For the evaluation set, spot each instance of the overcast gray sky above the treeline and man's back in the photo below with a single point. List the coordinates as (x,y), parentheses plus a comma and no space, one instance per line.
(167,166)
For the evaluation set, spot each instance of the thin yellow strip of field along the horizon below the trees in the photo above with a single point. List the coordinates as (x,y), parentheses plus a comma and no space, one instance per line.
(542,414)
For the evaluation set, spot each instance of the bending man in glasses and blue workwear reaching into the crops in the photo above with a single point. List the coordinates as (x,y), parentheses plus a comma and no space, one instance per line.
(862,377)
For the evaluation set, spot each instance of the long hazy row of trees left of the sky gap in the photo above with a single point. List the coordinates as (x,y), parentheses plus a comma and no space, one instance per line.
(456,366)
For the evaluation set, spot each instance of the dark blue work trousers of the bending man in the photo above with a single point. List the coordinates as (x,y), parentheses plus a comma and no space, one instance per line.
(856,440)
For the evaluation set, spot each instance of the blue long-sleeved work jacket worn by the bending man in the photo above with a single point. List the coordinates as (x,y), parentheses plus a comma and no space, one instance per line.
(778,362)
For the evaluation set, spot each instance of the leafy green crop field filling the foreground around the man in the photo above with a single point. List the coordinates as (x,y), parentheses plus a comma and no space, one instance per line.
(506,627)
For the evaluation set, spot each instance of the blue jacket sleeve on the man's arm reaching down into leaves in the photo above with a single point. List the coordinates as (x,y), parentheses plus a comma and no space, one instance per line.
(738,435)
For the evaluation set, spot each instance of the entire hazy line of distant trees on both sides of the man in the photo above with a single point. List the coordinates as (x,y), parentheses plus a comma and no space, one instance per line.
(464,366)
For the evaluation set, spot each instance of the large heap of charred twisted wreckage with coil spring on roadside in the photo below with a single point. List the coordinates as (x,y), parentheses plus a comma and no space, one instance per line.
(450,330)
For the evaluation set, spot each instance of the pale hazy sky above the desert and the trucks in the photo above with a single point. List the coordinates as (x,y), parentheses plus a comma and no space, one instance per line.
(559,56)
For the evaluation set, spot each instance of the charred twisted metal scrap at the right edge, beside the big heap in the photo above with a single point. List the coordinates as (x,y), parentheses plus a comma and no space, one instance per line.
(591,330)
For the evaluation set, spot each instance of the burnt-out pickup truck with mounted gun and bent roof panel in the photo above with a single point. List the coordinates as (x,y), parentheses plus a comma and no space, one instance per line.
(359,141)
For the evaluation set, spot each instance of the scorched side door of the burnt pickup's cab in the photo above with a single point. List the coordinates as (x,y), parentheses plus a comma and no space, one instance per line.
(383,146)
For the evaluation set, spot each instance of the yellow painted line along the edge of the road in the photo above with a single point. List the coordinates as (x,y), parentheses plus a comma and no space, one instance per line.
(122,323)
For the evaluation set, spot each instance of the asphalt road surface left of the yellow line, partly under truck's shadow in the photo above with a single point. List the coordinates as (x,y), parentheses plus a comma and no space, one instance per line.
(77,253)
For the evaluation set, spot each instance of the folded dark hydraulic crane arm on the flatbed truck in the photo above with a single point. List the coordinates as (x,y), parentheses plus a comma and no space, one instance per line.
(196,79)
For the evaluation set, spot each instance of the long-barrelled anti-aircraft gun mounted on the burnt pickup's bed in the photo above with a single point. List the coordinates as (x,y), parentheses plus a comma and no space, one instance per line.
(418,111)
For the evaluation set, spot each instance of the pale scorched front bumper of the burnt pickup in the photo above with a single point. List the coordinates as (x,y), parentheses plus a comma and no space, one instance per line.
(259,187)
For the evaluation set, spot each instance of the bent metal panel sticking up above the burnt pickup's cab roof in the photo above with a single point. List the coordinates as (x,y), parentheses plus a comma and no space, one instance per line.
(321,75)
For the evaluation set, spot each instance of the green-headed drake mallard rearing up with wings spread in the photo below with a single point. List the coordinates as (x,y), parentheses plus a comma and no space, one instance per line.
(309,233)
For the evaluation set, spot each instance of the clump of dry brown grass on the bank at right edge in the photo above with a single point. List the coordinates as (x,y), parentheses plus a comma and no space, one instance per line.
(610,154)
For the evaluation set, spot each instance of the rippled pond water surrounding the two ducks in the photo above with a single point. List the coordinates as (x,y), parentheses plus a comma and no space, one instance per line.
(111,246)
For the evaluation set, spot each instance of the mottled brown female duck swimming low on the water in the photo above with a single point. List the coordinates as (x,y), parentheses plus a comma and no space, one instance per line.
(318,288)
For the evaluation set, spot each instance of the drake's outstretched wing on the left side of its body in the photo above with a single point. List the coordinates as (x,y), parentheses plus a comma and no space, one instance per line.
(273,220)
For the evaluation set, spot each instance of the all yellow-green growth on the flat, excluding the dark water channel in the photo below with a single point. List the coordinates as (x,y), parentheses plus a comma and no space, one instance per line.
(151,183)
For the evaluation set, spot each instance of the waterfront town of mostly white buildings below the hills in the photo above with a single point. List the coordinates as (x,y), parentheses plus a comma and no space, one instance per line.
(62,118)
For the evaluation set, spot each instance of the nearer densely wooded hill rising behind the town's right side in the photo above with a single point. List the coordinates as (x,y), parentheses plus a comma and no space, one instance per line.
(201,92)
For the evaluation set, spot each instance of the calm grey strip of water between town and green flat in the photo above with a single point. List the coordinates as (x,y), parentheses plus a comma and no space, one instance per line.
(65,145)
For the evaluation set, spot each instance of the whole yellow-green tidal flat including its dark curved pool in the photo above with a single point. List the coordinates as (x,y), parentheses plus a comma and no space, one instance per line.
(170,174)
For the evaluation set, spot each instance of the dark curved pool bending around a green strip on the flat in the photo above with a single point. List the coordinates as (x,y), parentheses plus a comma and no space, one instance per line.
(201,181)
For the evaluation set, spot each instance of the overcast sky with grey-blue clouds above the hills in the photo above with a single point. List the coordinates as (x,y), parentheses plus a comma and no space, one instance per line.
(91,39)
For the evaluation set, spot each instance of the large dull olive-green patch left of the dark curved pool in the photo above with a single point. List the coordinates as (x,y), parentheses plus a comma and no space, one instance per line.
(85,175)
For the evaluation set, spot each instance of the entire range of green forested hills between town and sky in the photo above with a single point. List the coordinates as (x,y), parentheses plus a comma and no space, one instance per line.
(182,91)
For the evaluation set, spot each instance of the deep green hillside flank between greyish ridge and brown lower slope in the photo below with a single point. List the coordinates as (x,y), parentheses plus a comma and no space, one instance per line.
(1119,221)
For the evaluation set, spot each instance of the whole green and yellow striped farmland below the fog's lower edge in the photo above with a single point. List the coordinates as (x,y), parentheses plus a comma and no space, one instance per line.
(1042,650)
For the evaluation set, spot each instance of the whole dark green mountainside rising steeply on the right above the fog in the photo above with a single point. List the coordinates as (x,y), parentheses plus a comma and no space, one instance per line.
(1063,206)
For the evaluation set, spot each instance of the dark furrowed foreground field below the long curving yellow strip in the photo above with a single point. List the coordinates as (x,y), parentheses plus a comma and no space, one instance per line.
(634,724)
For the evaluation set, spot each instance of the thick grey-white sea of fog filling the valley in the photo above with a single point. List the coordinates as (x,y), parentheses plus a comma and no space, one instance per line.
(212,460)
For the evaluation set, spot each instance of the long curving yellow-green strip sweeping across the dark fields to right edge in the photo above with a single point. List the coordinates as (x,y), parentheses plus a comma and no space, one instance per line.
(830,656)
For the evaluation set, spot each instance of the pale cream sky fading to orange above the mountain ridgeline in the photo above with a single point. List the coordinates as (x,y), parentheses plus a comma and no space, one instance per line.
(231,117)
============
### EXERCISE REQUIREMENTS
Reproduce the records above word for word.

### ANSWER FOR THE TASK
For the evaluation set, spot each instance of the overcast gray sky above the treeline and man's back in the photo below with a single point. List the coordinates as (x,y), parentheses plus a comma and no space, one instance per line.
(167,166)
For the evaluation set, spot each instance of the thin yellow strip of field along the horizon below the trees in the photo above with a single point. List the coordinates as (x,y), parentheses plus a comma and no space, one instance per line.
(542,414)
For the evaluation set, spot each instance of the bending man in glasses and blue workwear reaching into the crops in the photo above with a single point. List the coordinates as (x,y), parentheses plus a comma and no space, one instance per line.
(862,377)
For the evaluation set, spot each instance of the long hazy row of trees left of the sky gap in the photo above with a single point. List the coordinates as (x,y), parentheses plus a comma and no space, one instance per line.
(456,366)
For the evaluation set, spot each instance of the dark blue work trousers of the bending man in the photo above with a single point. List the coordinates as (x,y), parentheses plus a comma and no space, one instance per line.
(856,440)
For the evaluation set, spot each instance of the blue long-sleeved work jacket worn by the bending man in the photo above with a single point. List the coordinates as (x,y), parentheses plus a comma and no space, one instance per line.
(778,362)
For the evaluation set, spot each instance of the leafy green crop field filling the foreground around the man in the photo above with a single point. List the coordinates as (x,y), parentheses plus a comma and no space, one instance per line.
(506,627)
For the evaluation set, spot each instance of the blue jacket sleeve on the man's arm reaching down into leaves in the photo above with a single point. List the coordinates as (x,y), parentheses plus a comma and no space, one instance per line.
(738,435)
For the evaluation set, spot each instance of the entire hazy line of distant trees on both sides of the man in the photo above with a single point. List the coordinates as (x,y), parentheses plus a comma and no space, one instance per line.
(464,366)
For the evaluation set, spot each instance of the large heap of charred twisted wreckage with coil spring on roadside in the photo below with a single point. List the coordinates as (x,y), parentheses plus a comma and no space, one instance per line.
(450,330)
For the evaluation set, spot each instance of the pale hazy sky above the desert and the trucks in the photo above with a single point. List the coordinates as (x,y), parentheses plus a comma and no space, one instance per line.
(559,56)
For the evaluation set, spot each instance of the charred twisted metal scrap at the right edge, beside the big heap in the photo above with a single point. List the coordinates as (x,y), parentheses plus a comma and no space, one instance per line.
(591,330)
For the evaluation set, spot each instance of the burnt-out pickup truck with mounted gun and bent roof panel in the photo above with a single point. List the coordinates as (x,y), parentheses plus a comma and no space, one instance per line.
(359,141)
For the evaluation set, spot each instance of the scorched side door of the burnt pickup's cab in the photo above with a single point. List the coordinates as (x,y), parentheses plus a comma and no space, one instance per line.
(383,146)
For the evaluation set, spot each instance of the yellow painted line along the edge of the road in the photo above with a single point. List the coordinates as (x,y), parentheses plus a comma and no space, one instance per line.
(122,323)
For the evaluation set, spot each instance of the asphalt road surface left of the yellow line, partly under truck's shadow in the photo above with a single point. List the coordinates as (x,y), parentheses plus a comma and no space, one instance per line.
(77,253)
For the evaluation set, spot each instance of the folded dark hydraulic crane arm on the flatbed truck in the photo above with a single point. List the coordinates as (x,y), parentheses plus a comma and no space, one instance per line.
(196,79)
For the evaluation set, spot each instance of the long-barrelled anti-aircraft gun mounted on the burnt pickup's bed in the photo above with a single point. List the coordinates as (x,y), parentheses plus a comma and no space, one instance per line.
(418,111)
For the evaluation set, spot each instance of the pale scorched front bumper of the burnt pickup in the photo above with a single point. List the coordinates as (x,y), parentheses plus a comma and no space, one instance per line.
(259,187)
For the evaluation set, spot each instance of the bent metal panel sticking up above the burnt pickup's cab roof in the photo above with a single point. List the coordinates as (x,y), parentheses plus a comma and no space, one instance per line.
(321,75)
For the evaluation set, spot each instance of the green-headed drake mallard rearing up with wings spread in the photo below with a single point. List the coordinates as (x,y), parentheses plus a comma and no space, one instance per line.
(309,233)
For the evaluation set, spot each instance of the clump of dry brown grass on the bank at right edge in the photo above with a single point. List the coordinates as (x,y), parentheses plus a comma and no space, one instance per line.
(610,154)
For the evaluation set, spot each instance of the rippled pond water surrounding the two ducks in the photo above with a single point. List the coordinates as (x,y), parentheses plus a comma and no space, one instance per line.
(111,246)
For the evaluation set, spot each instance of the mottled brown female duck swimming low on the water in the photo above with a single point. List the coordinates as (x,y), parentheses plus a comma and no space, one instance per line.
(318,288)
For the evaluation set, spot each instance of the drake's outstretched wing on the left side of its body in the photo above with a single point. List the coordinates as (x,y), parentheses plus a comma and no space, one instance per line.
(273,220)
For the evaluation set, spot each instance of the all yellow-green growth on the flat, excluding the dark water channel in the photo below with a single point. List the coordinates as (x,y), parentheses plus a comma and no space, one instance per line.
(151,183)
For the evaluation set, spot each instance of the waterfront town of mostly white buildings below the hills in the photo above with a single point. List the coordinates as (x,y), parentheses plus a comma and no space, one instance per line.
(62,118)
For the evaluation set, spot each instance of the nearer densely wooded hill rising behind the town's right side in the photo above with a single point. List the coordinates as (x,y), parentheses plus a comma and no space, one instance per line.
(201,92)
For the evaluation set, spot each instance of the calm grey strip of water between town and green flat in the photo above with a single point. List the coordinates as (x,y), parentheses plus a comma and no space, one instance per line.
(65,145)
For the evaluation set, spot each instance of the whole yellow-green tidal flat including its dark curved pool in the photo above with a single point. List the coordinates as (x,y), parentheses plus a comma and no space, one instance per line.
(170,174)
For the evaluation set, spot each instance of the dark curved pool bending around a green strip on the flat in the photo above with a single point. List the coordinates as (x,y), parentheses plus a comma and no space, one instance per line.
(201,181)
For the evaluation set, spot each instance of the overcast sky with grey-blue clouds above the hills in the photo above with a single point. List the coordinates as (x,y), parentheses plus a comma and no space, one instance per line.
(91,39)
For the evaluation set, spot each instance of the large dull olive-green patch left of the dark curved pool in the photo above with a single point. List the coordinates as (x,y), parentheses plus a comma and no space, one instance per line.
(85,175)
For the evaluation set, spot each instance of the entire range of green forested hills between town and sky in the photo above with a single point. List the coordinates as (x,y), parentheses plus a comma and no space, one instance per line.
(182,91)
For the evaluation set, spot each instance of the deep green hillside flank between greyish ridge and brown lower slope in the photo below with a single point. List the coordinates as (x,y), parentheses plus a comma and no space, one instance per line.
(1119,221)
For the evaluation set, spot each instance of the whole green and yellow striped farmland below the fog's lower edge in the photo above with a single point. List the coordinates as (x,y), parentheses plus a comma and no space, one instance per line.
(1042,650)
For the evaluation set, spot each instance of the whole dark green mountainside rising steeply on the right above the fog in the photo above with a single point. List the coordinates as (x,y), parentheses plus a comma and no space, one instance per line.
(1063,206)
For the evaluation set, spot each instance of the dark furrowed foreground field below the long curving yellow strip in the photo above with a single point. List the coordinates as (x,y), parentheses plus a comma and no space, one instance per line.
(634,724)
For the evaluation set, spot each instance of the thick grey-white sea of fog filling the valley in the photo above with a single point. List the coordinates as (x,y), parentheses plus a comma and no space, one instance per line.
(212,460)
For the evaluation set, spot each instance of the long curving yellow-green strip sweeping across the dark fields to right edge in the photo above with a single point. List the coordinates as (x,y), parentheses plus a comma and no space, one instance per line.
(830,656)
For the evaluation set, spot each instance of the pale cream sky fading to orange above the mountain ridgeline in the photo above with a single point. List the coordinates as (x,y), parentheses plus a comma and no space, one instance per line.
(231,117)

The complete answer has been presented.